> What you need to do: Show every line of the records below that contains the word "shadow".

> Given records:
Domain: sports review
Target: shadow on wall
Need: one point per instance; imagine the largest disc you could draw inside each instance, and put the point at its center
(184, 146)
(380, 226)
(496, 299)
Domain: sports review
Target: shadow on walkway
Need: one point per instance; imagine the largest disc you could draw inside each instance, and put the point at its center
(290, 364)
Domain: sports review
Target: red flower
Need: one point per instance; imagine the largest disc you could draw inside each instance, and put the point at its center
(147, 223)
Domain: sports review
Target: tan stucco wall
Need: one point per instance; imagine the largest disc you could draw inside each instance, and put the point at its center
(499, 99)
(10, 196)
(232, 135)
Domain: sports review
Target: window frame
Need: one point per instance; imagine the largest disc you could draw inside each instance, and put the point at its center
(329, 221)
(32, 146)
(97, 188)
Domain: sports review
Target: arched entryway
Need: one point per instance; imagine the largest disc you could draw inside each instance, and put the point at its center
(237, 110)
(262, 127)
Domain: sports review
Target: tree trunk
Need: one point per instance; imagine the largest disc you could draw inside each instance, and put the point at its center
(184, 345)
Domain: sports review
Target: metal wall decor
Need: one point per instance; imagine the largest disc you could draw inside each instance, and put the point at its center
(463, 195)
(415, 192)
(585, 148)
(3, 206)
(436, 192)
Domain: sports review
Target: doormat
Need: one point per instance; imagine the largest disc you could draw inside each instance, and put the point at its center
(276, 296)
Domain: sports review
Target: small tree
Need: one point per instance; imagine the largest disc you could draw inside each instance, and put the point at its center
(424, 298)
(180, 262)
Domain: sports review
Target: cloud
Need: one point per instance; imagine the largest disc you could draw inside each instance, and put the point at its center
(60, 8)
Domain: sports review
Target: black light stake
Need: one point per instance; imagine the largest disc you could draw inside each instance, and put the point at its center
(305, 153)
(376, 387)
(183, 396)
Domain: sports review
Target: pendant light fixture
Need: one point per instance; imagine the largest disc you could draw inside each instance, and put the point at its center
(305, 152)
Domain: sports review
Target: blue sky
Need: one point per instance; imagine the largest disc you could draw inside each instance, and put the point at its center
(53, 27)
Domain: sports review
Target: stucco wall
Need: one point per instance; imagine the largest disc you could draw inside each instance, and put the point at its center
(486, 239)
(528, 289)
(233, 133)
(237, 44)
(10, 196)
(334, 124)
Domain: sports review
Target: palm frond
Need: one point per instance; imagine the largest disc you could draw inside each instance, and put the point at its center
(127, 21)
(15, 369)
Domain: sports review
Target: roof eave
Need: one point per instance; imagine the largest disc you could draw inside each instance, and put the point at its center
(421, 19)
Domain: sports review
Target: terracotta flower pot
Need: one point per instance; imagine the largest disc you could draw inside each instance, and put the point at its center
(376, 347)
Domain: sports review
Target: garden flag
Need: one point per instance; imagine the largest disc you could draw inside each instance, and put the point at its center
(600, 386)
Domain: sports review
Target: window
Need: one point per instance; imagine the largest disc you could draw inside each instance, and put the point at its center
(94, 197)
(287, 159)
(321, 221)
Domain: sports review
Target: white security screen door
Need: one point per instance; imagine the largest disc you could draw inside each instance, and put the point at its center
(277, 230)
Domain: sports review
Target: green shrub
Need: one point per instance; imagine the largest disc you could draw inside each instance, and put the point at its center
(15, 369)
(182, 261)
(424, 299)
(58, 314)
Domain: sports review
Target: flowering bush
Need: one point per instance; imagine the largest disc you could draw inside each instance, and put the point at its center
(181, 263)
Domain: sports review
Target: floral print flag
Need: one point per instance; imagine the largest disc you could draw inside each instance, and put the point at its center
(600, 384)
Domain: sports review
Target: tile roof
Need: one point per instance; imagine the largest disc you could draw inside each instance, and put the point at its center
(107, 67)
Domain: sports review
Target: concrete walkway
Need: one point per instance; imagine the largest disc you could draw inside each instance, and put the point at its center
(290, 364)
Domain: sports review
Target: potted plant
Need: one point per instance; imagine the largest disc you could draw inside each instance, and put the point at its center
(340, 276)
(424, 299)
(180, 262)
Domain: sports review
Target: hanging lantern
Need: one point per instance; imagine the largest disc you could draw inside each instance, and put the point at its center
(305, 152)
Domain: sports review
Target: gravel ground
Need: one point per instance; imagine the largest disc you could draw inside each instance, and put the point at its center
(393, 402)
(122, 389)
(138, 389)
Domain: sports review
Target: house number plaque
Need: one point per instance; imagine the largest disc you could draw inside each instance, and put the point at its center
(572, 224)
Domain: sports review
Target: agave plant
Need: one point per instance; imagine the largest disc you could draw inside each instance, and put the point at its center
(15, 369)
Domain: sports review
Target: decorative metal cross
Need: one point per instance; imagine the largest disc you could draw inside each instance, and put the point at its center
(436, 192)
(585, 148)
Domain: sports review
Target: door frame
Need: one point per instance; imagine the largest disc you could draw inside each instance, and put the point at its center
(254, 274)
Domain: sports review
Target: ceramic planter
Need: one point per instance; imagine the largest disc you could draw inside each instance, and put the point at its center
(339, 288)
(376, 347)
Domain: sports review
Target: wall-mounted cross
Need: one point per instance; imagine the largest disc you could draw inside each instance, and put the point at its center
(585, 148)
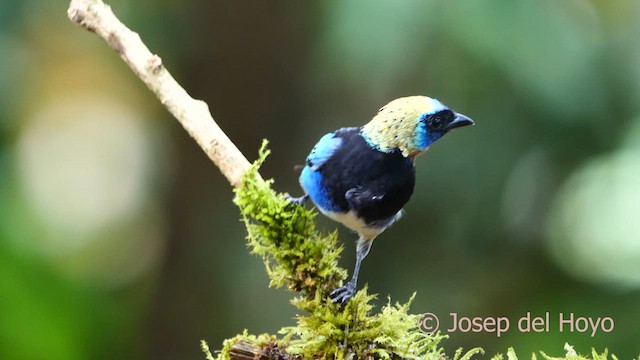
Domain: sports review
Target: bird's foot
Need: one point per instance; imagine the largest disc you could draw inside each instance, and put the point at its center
(298, 201)
(342, 294)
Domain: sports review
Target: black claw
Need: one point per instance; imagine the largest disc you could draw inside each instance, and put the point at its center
(342, 294)
(298, 201)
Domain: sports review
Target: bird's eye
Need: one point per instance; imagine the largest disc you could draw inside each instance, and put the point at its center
(435, 123)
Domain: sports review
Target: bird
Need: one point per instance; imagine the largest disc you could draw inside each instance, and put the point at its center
(362, 177)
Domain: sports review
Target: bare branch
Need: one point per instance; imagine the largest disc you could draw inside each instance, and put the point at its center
(194, 115)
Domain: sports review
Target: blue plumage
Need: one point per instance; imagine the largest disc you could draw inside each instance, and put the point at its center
(362, 177)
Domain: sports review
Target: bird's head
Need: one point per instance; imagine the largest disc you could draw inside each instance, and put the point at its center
(411, 124)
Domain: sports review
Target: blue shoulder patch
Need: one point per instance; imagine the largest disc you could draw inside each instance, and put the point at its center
(323, 150)
(311, 182)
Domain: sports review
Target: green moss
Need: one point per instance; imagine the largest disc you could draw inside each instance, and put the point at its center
(305, 259)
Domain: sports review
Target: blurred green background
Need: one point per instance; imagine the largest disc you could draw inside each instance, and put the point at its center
(118, 237)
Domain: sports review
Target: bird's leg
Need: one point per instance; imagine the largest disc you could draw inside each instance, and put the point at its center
(342, 294)
(298, 201)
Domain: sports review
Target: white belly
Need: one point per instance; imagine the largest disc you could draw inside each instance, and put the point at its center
(356, 224)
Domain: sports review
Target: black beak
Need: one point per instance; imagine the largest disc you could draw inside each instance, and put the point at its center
(460, 121)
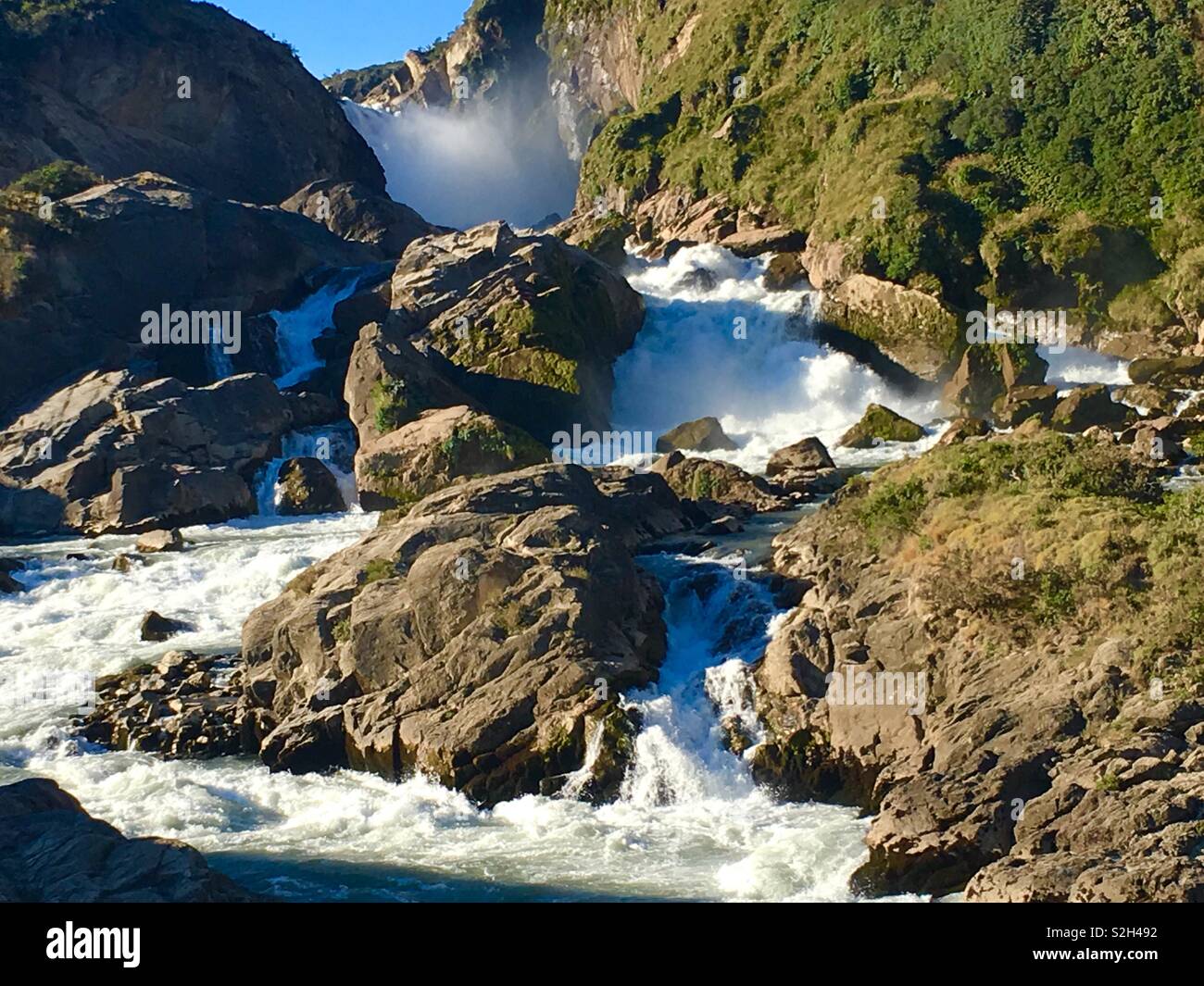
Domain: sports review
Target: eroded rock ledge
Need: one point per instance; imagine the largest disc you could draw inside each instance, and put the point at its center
(1058, 750)
(483, 640)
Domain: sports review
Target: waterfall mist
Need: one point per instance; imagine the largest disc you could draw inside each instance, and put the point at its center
(470, 164)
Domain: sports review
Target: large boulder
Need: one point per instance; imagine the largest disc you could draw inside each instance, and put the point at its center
(702, 435)
(354, 212)
(807, 454)
(307, 486)
(1088, 406)
(986, 372)
(480, 640)
(389, 383)
(880, 424)
(436, 449)
(115, 252)
(117, 454)
(909, 327)
(533, 324)
(1022, 402)
(718, 489)
(53, 852)
(181, 88)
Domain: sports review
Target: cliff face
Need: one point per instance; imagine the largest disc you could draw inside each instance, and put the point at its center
(180, 88)
(992, 654)
(1003, 156)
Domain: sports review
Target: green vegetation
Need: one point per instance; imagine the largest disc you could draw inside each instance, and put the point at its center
(1044, 535)
(1011, 147)
(394, 404)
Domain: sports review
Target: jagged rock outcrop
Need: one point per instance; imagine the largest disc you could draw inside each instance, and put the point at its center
(354, 212)
(109, 255)
(436, 449)
(533, 323)
(175, 87)
(480, 638)
(308, 486)
(117, 454)
(702, 435)
(1006, 732)
(880, 424)
(718, 489)
(53, 852)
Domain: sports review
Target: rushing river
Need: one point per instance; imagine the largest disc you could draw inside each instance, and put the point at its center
(690, 824)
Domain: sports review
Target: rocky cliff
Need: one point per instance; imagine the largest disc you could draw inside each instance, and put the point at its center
(168, 85)
(995, 653)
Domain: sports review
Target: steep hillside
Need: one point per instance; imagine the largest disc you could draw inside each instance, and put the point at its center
(180, 88)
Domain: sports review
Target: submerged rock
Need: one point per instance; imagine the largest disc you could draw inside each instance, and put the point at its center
(702, 435)
(470, 640)
(157, 628)
(307, 486)
(715, 488)
(53, 852)
(880, 423)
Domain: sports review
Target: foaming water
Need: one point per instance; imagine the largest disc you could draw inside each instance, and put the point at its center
(1078, 366)
(470, 165)
(717, 342)
(332, 444)
(690, 825)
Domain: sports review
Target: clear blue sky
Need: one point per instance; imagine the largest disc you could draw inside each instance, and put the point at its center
(349, 34)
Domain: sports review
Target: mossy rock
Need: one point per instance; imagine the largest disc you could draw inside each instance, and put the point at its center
(883, 424)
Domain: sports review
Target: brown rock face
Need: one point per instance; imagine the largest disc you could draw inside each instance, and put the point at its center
(180, 88)
(533, 324)
(354, 212)
(717, 489)
(124, 248)
(308, 488)
(53, 852)
(468, 640)
(805, 454)
(436, 449)
(1088, 406)
(703, 435)
(1035, 769)
(119, 456)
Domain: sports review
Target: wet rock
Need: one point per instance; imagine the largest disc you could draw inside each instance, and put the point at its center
(880, 423)
(962, 429)
(784, 272)
(533, 324)
(362, 215)
(436, 449)
(53, 852)
(123, 456)
(183, 706)
(156, 542)
(1156, 401)
(307, 486)
(157, 628)
(1022, 402)
(1180, 372)
(717, 488)
(1087, 406)
(474, 629)
(986, 373)
(807, 456)
(702, 435)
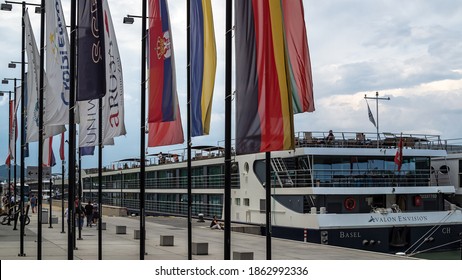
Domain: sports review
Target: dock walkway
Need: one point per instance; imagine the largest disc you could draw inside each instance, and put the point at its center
(126, 247)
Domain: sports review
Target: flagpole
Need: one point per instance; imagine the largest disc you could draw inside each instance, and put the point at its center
(143, 130)
(188, 107)
(23, 130)
(71, 157)
(100, 177)
(228, 95)
(41, 132)
(377, 98)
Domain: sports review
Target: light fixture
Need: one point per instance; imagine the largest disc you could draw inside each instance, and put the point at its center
(6, 7)
(129, 20)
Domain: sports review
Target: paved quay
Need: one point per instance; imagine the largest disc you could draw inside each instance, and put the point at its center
(126, 247)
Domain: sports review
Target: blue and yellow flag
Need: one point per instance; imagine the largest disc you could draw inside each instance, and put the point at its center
(203, 65)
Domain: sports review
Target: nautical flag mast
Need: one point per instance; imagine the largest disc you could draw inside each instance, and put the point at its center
(377, 98)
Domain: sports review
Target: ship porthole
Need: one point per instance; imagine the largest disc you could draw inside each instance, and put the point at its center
(349, 203)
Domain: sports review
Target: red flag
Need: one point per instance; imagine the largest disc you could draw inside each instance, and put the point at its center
(161, 64)
(61, 148)
(399, 154)
(166, 133)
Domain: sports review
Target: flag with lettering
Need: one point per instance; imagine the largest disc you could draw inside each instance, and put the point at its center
(113, 101)
(91, 63)
(61, 148)
(32, 92)
(57, 65)
(399, 154)
(161, 65)
(11, 134)
(371, 117)
(203, 65)
(264, 100)
(87, 151)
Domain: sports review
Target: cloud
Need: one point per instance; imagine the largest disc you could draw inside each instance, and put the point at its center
(410, 51)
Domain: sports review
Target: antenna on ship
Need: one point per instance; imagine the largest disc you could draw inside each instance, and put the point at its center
(377, 98)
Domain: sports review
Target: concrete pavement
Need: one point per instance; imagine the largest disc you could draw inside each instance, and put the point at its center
(126, 247)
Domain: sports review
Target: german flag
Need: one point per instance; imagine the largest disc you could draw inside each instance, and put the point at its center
(266, 82)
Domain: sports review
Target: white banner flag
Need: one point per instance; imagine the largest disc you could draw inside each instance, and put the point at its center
(57, 65)
(113, 101)
(371, 117)
(33, 68)
(47, 152)
(88, 127)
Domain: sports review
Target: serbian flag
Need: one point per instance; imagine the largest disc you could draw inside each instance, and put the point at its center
(264, 108)
(399, 154)
(299, 64)
(166, 133)
(91, 63)
(203, 65)
(162, 80)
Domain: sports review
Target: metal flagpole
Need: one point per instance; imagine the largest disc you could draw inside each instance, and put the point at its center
(41, 132)
(100, 178)
(268, 205)
(71, 158)
(23, 131)
(143, 130)
(377, 98)
(188, 106)
(228, 95)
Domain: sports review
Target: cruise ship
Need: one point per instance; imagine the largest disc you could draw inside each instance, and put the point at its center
(344, 191)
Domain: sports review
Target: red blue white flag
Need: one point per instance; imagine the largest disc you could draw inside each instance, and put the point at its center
(161, 64)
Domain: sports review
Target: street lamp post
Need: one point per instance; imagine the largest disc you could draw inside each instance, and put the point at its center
(129, 20)
(8, 6)
(9, 144)
(377, 98)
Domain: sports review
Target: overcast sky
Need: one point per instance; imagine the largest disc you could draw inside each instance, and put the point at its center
(410, 51)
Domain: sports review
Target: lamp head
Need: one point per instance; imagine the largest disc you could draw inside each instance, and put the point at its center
(129, 20)
(6, 7)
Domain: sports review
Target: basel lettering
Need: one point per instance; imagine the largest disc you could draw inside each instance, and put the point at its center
(354, 234)
(398, 219)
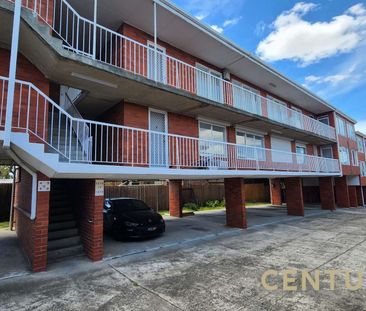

> Written solution:
Target: shadow on wall
Target: shadow on walkway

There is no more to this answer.